** begin **
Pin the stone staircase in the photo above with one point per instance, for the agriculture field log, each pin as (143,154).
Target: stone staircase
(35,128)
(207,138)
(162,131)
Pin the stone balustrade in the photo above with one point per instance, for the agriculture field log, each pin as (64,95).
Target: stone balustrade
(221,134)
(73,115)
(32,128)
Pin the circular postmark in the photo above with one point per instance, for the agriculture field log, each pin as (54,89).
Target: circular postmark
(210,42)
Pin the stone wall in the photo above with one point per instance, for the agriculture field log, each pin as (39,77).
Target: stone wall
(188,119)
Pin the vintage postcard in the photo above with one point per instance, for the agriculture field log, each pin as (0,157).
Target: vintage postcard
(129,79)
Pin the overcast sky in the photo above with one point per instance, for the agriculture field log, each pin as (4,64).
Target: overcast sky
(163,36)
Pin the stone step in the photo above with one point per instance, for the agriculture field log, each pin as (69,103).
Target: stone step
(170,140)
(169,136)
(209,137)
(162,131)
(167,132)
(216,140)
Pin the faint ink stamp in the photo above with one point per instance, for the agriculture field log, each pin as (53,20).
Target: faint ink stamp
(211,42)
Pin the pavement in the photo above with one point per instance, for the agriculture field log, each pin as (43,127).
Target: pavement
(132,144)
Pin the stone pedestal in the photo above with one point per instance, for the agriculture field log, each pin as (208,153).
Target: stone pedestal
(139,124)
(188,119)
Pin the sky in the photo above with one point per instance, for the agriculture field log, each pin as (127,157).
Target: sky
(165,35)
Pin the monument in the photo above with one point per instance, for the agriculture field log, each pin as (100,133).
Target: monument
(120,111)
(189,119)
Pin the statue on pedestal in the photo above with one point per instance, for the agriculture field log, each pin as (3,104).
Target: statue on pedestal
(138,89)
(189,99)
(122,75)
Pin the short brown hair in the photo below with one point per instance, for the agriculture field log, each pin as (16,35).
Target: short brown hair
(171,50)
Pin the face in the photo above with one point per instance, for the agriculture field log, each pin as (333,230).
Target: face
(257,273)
** end **
__WRITTEN EXERCISE__
Copy out the lines above again word for word, starting at the line that contains "Pin the vintage" and continuing through the last line of the records.

__TASK ANSWER__
Pin the vintage postcard in the photo above with one point per instance, for the agriculture field log, each pin as (0,157).
Target: vintage postcard
(129,79)
Pin the overcast sky in the photo above with one point per instance, for the agriculture field log, each pin as (4,64).
Target: overcast sky
(163,36)
Pin the stone step in the photo above with one point per instance, for the agriculture field log, each pin as (69,103).
Target: stone step
(170,140)
(169,136)
(209,137)
(162,131)
(167,132)
(216,140)
Pin the faint ink stamp in the photo above with one point per instance, for the agriculture field log, each pin as (53,20).
Target: faint ink stamp
(211,42)
Pin the pavement in the photo above with one point per instance, for the agriculture field log, each pin as (43,127).
Target: pavement
(132,144)
Pin the stone pedestal in the photo above with one point per instance, for the agriculture field log, each pin as (208,153).
Target: stone pedestal
(139,124)
(188,119)
Pin the sky in the photo above with one point per instance, for the agriculture field log, each pin as (127,157).
Target: sky
(165,35)
Pin the monument in the photo above with one point per instance, for the agriculture field log, each pin as (100,133).
Target: monument
(120,111)
(189,119)
Pin the statue on pedestal in the photo above with one point per instance, for the agriculture field log, each pin as (3,104).
Target: statue on pedestal
(138,89)
(189,99)
(122,75)
Pin the short brown hair in the photo below with one point per instance, for the agriculture field log, each pin as (16,35).
Target: short brown hair
(171,50)
Pin the face in the photo above with one point per instance, for the agriculture field log, each pin as (333,230).
Target: face
(257,273)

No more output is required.